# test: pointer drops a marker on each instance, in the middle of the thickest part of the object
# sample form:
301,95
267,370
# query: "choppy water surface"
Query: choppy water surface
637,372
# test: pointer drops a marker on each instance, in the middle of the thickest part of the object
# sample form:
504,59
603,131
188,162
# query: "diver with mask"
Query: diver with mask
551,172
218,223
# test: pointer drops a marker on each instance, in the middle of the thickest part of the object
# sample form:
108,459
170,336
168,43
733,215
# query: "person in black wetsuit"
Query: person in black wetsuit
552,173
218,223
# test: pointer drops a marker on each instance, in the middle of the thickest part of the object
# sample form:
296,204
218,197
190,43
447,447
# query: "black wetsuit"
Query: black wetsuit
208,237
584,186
--------------------
● **EXERCISE TASK**
Copy every line of the records above verbatim, with no changes.

● **TASK OUTPUT**
# test: pointer drops a marker on each instance, in the middle of the thickest part of the object
# sample form:
301,95
267,370
# query: "choppy water surface"
Query: choppy water surface
637,372
# test: pointer drops a marker on each instance, in the middle of the thickest part of the object
# sample form:
504,59
603,131
188,162
# query: "diver with mask"
Query: diver with mask
551,172
218,223
# test: pointer drops a marker on each instance, in the middle of the thickest part of the object
# sample form:
108,459
170,336
168,43
733,215
# query: "person in black wetsuit"
Query: person in black wetsuit
552,173
218,223
# test: pointer drops a marker on each instance, in the middle of the thickest part of the object
# sample form:
296,204
218,197
190,43
447,447
# query: "black wetsuit"
Query: black wetsuit
208,237
584,186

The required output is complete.